# P-768. Clinical Complications Among Patients with Complicated Urinary Tract Infections Treated with Intravenous Carbapenems in Hospital: a US Cohort Study

**Authors:** Ryan K Shields, Myriam Drysdale, Rose Chang, Louise Yu, Maral DerSarkissian, Megan Pinaire, Zhuo Chen, Mei Sheng Duh, Alanna Farrell-Foster, Fanny S Mitrani-Gold

PMC · DOI: 10.1093/ofid/ofaf695.979 · Open Forum Infectious Diseases · 2026-01-11

## TL;DR

This study found that over half of patients with complicated urinary tract infections treated with IV carbapenems experienced complications, especially those with longer hospital stays.

## Contribution

The study provides new real-world data on clinical complications associated with IV carbapenem treatment for complicated UTIs in hospitalized patients.

## Key findings

- 23% of patients experienced IV-related complications within a median of 3 days.
- 51.1% of hospitalized patients had non-IV-related complications linked to extended length of stay.
- Falls were the most common complication among patients with longer hospital stays.

## Abstract

Patients with complicated urinary tract infections (cUTIs) caused by multidrug-resistant (MDR) uropathogens often require hospitalization and intravenous (IV) antibiotic treatment. This real-world cohort study aimed to describe clinical complications in patients with cUTI.

Adults (≥ 18 years) who received IV-carbapenem (IVC) treatment within 7 days of a primary or admitting UTI diagnosis between January 1, 2018 and September 30, 2023 were identified using Optum’s de-identified Electronic Health Record dataset. These patients had cUTI infection (pyelonephritis, complicated cystitis or urosepsis), with the index date defined as the date of IVC treatment initiation. IV complications were evaluated from index to the earlier of 30 days following index or death. Complications related to extended length of stay (LOS) were evaluated from hospital admission to the earlier of discharge or death among a subgroup of hospitalized patients admitted for cUTI. Clinical complications were assessed overall and by LOS (1–3 vs 4+ days).

In total, 16,144 patients treated with IVC for UTI were included: median age 71.0 years, 63.8% female, 41.9% obese, 30.5% uncontrolled and complicated diabetes, 42.2% severe renal dysfunction, and median (interquartile range [IQR]) Quan-Charlson comorbidity index of 2.0 (0.0, 4.0; Table). The incidence of any IV-related complication was 23.0% (n=3708), with a median (IQR) time to event of 3.0 days (1.0, 11.0; Figure 1). Among the subgroup of hospitalized patients (n=10,090), median (IQR) LOS was 6.0 days (4.0, 8.0). The incidence of any non-IV-related complications related to hospital LOS was 51.1% (n=5153); the incidence of any complication among patients with a LOS of 1–3 and 4+ days was 30.8% and 55.0%, respectively. The most common complication related to extended LOS was falls (overall, 30.7%; 1–3 days, 16.9%; 4+ days, 33.3%; Figure 2).

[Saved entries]

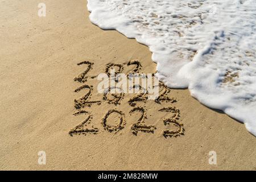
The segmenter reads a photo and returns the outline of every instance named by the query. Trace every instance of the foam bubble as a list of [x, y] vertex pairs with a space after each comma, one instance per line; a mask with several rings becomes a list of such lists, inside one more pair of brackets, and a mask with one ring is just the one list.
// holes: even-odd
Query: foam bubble
[[88, 0], [91, 21], [148, 46], [157, 76], [256, 136], [255, 0]]

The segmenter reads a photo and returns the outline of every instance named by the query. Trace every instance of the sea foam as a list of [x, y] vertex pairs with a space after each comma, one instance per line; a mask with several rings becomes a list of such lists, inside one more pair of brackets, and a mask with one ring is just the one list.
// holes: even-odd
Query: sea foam
[[148, 46], [157, 76], [256, 136], [255, 0], [88, 0], [90, 19]]

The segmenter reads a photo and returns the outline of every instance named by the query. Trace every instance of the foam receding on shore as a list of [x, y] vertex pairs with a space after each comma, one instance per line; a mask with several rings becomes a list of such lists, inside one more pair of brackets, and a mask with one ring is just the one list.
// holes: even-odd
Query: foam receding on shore
[[148, 46], [157, 76], [256, 136], [255, 0], [88, 0], [90, 19]]

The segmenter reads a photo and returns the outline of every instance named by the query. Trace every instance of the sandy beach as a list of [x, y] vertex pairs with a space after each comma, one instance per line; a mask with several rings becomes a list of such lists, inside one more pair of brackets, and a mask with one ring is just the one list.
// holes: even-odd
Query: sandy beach
[[[209, 109], [191, 96], [187, 89], [170, 89], [167, 96], [176, 102], [137, 103], [146, 112], [144, 122], [154, 133], [133, 134], [139, 112], [126, 94], [115, 105], [97, 92], [97, 76], [108, 64], [122, 64], [127, 73], [138, 60], [141, 73], [153, 73], [156, 64], [148, 48], [116, 31], [93, 24], [85, 0], [45, 0], [46, 17], [38, 15], [40, 1], [0, 1], [0, 169], [1, 170], [256, 170], [256, 138], [245, 125], [222, 112]], [[74, 81], [93, 63], [84, 83]], [[74, 92], [92, 86], [91, 100], [100, 105], [78, 111], [74, 100], [86, 92]], [[176, 137], [164, 137], [172, 107], [179, 110], [184, 131]], [[108, 111], [123, 114], [125, 125], [116, 133], [104, 128]], [[96, 134], [69, 134], [88, 115], [85, 127]], [[117, 120], [118, 115], [110, 117]], [[110, 121], [111, 120], [111, 121]], [[112, 125], [115, 122], [111, 123]], [[38, 152], [45, 151], [46, 164], [40, 165]], [[210, 164], [210, 151], [217, 164]]]

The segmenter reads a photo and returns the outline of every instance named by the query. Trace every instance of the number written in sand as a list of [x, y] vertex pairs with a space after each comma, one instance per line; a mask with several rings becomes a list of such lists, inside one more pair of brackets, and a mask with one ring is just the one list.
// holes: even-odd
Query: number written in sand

• [WHAT TO DO]
Set down the passage of the carbapenem study that begins with "This study found" and ends with "length of stay.", with no change to the wording. The saved entries play no part in the work that follows.

• [EXERCISE SOLUTION]
This study found that over half of patients with complicated urinary tract infections treated with IV carbapenems experienced complications, especially those with longer hospital stays.

## Contribution

The study provides new real-world data on clinical complications associated with IV carbapenem treatment for complicated UTIs in hospitalized patients.

## Key findings

- 23% of patients experienced IV-related complications within a median of 3 days.
- 51.1% of hospitalized patients had non-IV-related complications linked to extended length of stay.